Task statement:
Would you write out the entries again, exactly as they are, but without images?

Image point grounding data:
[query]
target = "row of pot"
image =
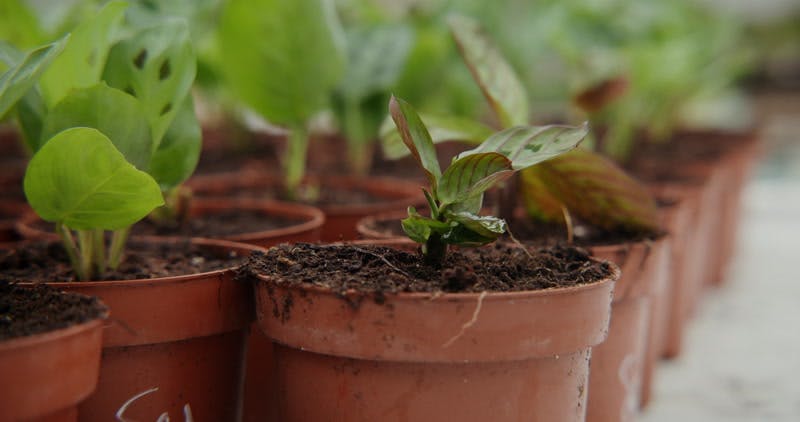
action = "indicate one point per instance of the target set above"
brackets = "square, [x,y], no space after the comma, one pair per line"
[657,291]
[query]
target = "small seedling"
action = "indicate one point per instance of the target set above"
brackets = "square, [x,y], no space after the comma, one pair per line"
[455,196]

Your response:
[query]
target = "row of pot"
image =
action = "indicate one point per instance of the target set above"
brackets = "square, [x,y], no space after the comma, one pair per line"
[657,291]
[query]
target = "small seedling"
action = "indicate one point per instance of the target set above"
brackets = "square, [x,y], no space after the comma, one pair per line"
[455,196]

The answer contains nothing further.